(Dataset excerpts on object pointing)
- - -

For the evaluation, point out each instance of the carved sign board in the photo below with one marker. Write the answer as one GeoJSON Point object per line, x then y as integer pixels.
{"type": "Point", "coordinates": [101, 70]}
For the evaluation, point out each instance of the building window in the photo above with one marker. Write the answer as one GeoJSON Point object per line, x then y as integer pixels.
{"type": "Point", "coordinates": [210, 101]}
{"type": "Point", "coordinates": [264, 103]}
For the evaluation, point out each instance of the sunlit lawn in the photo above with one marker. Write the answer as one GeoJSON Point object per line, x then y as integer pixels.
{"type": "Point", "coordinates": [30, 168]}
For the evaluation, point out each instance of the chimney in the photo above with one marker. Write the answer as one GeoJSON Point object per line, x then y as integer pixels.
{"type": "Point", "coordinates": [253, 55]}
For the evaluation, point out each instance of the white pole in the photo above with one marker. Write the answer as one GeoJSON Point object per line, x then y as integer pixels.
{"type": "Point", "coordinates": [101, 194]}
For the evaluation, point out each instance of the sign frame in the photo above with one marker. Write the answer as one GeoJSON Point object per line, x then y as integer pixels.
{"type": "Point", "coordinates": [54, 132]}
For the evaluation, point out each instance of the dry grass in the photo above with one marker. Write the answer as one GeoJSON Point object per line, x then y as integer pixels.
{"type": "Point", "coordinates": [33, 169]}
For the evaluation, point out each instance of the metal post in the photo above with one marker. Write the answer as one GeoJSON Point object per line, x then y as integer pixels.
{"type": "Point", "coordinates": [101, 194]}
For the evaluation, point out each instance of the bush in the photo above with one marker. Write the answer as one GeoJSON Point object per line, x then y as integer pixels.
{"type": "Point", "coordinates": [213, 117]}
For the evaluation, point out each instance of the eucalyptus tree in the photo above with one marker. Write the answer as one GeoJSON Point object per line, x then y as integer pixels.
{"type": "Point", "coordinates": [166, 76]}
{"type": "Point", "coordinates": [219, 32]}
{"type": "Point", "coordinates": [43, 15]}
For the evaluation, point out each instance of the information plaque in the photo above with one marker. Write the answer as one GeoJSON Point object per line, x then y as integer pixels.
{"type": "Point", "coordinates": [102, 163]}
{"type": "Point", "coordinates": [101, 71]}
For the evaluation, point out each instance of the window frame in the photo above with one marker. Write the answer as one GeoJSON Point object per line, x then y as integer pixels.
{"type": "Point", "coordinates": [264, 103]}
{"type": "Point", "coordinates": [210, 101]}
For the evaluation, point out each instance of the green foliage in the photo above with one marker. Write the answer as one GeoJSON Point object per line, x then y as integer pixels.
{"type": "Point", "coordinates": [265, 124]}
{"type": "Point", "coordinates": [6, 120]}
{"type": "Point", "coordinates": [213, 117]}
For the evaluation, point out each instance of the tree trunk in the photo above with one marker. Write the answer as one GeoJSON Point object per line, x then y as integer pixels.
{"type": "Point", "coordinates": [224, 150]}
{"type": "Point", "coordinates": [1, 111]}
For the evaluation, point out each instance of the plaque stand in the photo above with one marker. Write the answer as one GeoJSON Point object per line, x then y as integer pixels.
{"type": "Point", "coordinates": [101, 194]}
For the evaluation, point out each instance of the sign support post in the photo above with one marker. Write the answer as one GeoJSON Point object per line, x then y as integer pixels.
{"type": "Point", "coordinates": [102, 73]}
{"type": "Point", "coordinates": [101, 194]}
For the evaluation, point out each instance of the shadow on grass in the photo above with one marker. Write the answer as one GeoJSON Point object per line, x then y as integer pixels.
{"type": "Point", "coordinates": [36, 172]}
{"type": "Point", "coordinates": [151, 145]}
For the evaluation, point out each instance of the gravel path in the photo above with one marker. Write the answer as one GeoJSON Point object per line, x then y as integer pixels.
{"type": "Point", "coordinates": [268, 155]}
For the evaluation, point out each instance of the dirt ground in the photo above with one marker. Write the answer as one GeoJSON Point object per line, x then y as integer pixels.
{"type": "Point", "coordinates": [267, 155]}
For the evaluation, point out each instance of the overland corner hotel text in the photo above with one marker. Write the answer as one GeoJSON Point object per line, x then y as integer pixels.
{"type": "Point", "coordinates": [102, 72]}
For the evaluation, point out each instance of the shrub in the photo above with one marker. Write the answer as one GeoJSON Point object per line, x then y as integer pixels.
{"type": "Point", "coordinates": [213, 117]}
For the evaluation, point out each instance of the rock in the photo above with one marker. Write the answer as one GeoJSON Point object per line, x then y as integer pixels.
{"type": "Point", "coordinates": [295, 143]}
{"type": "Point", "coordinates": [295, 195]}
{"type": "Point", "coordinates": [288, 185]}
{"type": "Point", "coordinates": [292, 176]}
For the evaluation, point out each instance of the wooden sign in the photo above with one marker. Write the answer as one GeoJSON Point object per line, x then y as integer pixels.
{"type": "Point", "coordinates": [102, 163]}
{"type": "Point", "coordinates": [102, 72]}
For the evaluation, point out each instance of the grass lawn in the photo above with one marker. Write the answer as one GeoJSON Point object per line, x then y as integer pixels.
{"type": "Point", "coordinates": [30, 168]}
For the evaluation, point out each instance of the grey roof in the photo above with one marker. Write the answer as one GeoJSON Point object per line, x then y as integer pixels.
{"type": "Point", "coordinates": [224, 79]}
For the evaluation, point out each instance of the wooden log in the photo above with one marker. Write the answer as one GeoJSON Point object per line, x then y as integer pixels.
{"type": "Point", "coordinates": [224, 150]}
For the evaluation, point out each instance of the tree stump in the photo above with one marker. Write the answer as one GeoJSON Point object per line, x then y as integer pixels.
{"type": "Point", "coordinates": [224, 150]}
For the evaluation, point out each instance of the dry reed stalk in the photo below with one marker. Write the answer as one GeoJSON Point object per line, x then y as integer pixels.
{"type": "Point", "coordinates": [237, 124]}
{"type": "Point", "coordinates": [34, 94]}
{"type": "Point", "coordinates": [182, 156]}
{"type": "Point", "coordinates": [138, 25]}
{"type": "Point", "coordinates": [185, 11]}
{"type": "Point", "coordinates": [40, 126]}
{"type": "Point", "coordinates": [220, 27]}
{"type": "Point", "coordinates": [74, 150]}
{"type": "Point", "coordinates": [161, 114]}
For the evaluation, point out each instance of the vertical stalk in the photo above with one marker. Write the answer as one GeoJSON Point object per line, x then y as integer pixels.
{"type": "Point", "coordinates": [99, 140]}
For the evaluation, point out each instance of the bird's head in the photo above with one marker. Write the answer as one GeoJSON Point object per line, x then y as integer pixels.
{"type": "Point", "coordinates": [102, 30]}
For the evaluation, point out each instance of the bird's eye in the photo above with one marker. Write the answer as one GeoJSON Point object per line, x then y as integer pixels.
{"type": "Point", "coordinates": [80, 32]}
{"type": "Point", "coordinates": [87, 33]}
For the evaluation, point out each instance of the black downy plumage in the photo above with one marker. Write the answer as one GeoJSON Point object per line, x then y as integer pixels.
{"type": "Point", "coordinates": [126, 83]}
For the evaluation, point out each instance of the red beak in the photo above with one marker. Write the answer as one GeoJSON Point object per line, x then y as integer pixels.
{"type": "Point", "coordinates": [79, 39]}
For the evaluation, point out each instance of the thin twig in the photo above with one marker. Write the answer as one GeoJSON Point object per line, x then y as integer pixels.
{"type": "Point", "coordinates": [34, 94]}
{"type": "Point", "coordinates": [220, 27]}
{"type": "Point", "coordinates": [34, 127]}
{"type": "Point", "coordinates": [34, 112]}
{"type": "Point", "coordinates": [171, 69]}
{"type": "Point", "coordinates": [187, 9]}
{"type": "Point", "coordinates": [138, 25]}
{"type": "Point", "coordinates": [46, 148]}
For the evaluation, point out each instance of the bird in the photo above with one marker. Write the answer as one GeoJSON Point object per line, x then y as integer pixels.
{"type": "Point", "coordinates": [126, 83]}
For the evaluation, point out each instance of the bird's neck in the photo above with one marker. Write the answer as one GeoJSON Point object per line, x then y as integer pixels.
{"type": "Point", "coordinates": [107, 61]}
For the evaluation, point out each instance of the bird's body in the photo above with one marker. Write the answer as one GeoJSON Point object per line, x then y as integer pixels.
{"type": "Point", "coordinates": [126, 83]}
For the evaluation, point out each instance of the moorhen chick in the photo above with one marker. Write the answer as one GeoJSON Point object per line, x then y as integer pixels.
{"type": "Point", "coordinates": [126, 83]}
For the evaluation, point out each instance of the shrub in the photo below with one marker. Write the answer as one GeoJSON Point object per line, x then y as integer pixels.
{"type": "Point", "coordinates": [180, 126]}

- - -

What is being asked: Transcribe exactly the line containing "For the evaluation, point out each instance of the bird in" and all remaining lines of the material, ending with the last one.

Result:
For the evaluation, point out each instance of the bird in the photo above with one marker. Write the answer as one GeoJSON Point object per line, x then y as integer pixels.
{"type": "Point", "coordinates": [126, 83]}
For the evaluation, point out each instance of the bird's neck in the photo above with one marker. Write the answer as one GeoJSON Point object per line, x then y as integer pixels.
{"type": "Point", "coordinates": [107, 61]}
For the evaluation, point out each instance of the bird's body in the photo above with one marker. Write the answer as one GeoJSON Point object per line, x then y as integer pixels.
{"type": "Point", "coordinates": [126, 83]}
For the evaluation, point out each instance of the moorhen chick in the photo above with one marker. Write the answer as one GeoJSON Point object per line, x then y as integer pixels.
{"type": "Point", "coordinates": [126, 83]}
For the evaluation, point out each instance of the shrub in the photo below with one marker. Write the answer as one GeoJSON Point object per line, x then y as integer pixels.
{"type": "Point", "coordinates": [180, 126]}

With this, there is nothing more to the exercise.